[lxml-dev] thread-related crash when using xslt

Hi there, Attached is a small tarball that demonstrates code that crashes when the code is run in a thread but doesn't crash when it is run stand-alone. I isolated the specific XSLT + XML combination that seems to trigger this crash. I suspect it has to do with passing an XSLT object to a thread. I run this with lxml 2.1.5 in Python 2.4, libxml2 2.6.32 and libxslt 1.1.24 By the way, the FAQ implies that passing an XSLT object into a thread will slow things down (probably as the XSLT would be re-interpreted). Is that still true in the current codebase? I had the impression from previous discussions that this would change. Regards, Martijn

Hi Martijn, Martijn Faassen wrote:
Attached is a small tarball that demonstrates code that crashes when the code is run in a thread but doesn't crash when it is run stand-alone. I isolated the specific XSLT + XML combination that seems to trigger this crash. I suspect it has to do with passing an XSLT object to a thread.
I've seen enough of these all over the place to consider this possible. ;) I'll look into this as soon as I get to it. I was about to release another beta anyway - the latest changelog has gotten longer than I expected, and I really love being able to say that lxml is now fully Py3 compatible. So I'll see if I can get this to work before putting out a 2.2beta4. The still-future Cython 0.11 has also matured a lot by now, so it's worth another release.
I run this with lxml 2.1.5 in Python 2.4, libxml2 2.6.32 and libxslt 1.1.24
Just in case, if the crash is related to transformation errors, you might want to try with 2.2beta3, or even with the trunk, if you also install the latest trunk Cython (sorry for that).
By the way, the FAQ implies that passing an XSLT object into a thread will slow things down (probably as the XSLT would be re-interpreted). Is that still true in the current codebase? I had the impression from previous discussions that this would change.
Yes, the (ugly) code section that this statement was referring to was killed somewhere in 2.1.x. I removed the paragraph from the FAQ and also clarified a couple of other things while at it. lxml now even has a working test case for passing trees along a thread pipeline, so the safety of threading really has improved a lot lately. It's impressively hard to get these things right. Threads are just plain evil. Their only excuse in lxml is that XML handling is often I/O expensive and can involve major time consuming operations inside libxml2 and libxslt (XSLT is really a great candidate for that). So freeing the GIL when we know we are about to do most of our work outside of the Python interpreter gets you pretty far. Stefan

Hi, one more note on this: Stefan Behnel wrote:
Martijn Faassen wrote:
By the way, the FAQ implies that passing an XSLT object into a thread will slow things down (probably as the XSLT would be re-interpreted). Is that still true in the current codebase? I had the impression from previous discussions that this would change.
Yes, the (ugly) code section that this statement was referring to was killed somewhere in 2.1.x. I removed the paragraph from the FAQ and also clarified a couple of other things while at it.

Written exercise>
Reproduce the passage of the lxml threading thread starting with "I've seen enough" and going on through "worth another release.", word for word.

Information supplied>

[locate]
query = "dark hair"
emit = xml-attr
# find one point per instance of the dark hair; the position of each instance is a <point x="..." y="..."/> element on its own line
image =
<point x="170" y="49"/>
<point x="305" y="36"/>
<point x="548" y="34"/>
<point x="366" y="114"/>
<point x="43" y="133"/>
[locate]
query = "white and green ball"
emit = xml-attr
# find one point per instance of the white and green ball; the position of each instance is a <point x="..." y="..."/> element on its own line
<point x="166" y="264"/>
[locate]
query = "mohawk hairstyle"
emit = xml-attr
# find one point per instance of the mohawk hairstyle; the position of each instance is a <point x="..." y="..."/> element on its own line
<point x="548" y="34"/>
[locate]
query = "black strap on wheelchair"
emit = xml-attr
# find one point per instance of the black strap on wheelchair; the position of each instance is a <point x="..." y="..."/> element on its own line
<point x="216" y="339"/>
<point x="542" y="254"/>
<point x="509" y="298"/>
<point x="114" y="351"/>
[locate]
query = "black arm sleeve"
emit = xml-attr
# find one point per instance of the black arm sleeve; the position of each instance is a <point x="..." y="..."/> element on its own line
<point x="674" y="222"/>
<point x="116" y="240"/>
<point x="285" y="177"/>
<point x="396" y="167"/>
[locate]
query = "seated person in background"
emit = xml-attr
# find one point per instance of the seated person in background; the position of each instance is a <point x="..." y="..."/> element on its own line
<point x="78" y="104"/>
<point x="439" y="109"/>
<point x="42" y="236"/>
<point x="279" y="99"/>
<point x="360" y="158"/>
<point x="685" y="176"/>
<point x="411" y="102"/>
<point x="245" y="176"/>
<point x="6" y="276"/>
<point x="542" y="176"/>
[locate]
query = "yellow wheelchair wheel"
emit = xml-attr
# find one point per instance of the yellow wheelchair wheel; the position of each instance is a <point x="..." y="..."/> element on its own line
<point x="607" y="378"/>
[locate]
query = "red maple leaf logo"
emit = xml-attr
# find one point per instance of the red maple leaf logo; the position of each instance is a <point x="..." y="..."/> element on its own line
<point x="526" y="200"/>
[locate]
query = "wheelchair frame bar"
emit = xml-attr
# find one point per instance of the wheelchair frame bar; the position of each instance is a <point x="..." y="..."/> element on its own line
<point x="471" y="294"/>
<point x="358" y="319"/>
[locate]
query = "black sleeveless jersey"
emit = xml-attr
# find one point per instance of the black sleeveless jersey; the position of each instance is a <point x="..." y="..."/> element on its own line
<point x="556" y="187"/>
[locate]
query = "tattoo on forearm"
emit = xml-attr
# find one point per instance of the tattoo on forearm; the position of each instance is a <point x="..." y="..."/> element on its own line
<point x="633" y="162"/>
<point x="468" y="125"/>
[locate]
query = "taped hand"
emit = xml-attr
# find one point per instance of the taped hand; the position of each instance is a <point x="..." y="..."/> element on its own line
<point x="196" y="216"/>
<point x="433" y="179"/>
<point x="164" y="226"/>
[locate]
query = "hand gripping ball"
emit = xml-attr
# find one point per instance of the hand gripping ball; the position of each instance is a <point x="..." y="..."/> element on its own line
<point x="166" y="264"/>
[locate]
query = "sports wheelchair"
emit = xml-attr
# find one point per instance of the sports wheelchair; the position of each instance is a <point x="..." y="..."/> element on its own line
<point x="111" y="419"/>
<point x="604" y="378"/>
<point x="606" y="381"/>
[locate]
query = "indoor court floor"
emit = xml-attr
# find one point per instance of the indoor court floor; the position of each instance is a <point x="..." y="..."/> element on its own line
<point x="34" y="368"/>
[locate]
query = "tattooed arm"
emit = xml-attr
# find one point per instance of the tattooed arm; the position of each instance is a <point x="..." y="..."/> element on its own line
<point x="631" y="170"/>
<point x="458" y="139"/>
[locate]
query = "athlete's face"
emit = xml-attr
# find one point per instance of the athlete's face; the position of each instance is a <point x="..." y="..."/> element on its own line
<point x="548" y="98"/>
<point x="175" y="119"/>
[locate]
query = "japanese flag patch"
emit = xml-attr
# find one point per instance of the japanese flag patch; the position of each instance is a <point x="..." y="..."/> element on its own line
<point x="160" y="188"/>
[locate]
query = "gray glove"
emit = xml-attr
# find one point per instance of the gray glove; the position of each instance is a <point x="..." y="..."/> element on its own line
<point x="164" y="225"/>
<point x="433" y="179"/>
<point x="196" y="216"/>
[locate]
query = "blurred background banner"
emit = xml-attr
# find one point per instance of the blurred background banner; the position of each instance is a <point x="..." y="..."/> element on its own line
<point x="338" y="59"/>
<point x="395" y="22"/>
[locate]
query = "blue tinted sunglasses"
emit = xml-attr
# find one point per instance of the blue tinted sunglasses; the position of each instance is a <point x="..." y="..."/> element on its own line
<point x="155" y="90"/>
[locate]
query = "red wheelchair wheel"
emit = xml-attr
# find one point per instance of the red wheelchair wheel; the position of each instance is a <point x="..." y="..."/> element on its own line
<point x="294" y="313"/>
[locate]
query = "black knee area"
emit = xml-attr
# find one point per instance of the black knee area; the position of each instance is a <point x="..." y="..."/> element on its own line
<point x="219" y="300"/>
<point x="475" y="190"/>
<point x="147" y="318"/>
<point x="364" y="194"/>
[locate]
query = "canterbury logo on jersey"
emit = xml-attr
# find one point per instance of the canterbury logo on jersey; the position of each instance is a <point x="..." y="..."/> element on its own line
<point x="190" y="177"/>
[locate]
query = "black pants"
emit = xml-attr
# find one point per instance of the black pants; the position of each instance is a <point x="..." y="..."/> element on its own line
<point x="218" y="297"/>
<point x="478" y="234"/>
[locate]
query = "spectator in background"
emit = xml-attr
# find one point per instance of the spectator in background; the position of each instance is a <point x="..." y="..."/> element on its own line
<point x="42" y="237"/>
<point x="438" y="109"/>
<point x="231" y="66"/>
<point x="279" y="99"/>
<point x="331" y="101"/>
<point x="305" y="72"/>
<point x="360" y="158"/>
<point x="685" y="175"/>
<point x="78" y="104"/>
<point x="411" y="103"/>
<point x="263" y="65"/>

Answer in full>
I've seen enough of these all over the place to consider this possible. ;) I'll look into this as soon as I get to it. I was about to release another beta anyway - the latest changelog has gotten longer than I expected, and I really love being able to say that lxml is now fully Py3 compatible. So I'll see if I can get this to work before putting out a 2.2beta4. The still-future Cython 0.11 has also matured a lot by now, so it's worth another release.